── Available data
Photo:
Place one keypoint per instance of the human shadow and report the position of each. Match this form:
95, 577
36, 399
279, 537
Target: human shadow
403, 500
────
## Work to be completed:
Each record above has to be repeated word for word.

## Result of this exercise:
Photo:
Place one keypoint per instance of the human shadow and report the position of each. Match this form:
95, 577
36, 399
279, 537
Target: human shadow
403, 500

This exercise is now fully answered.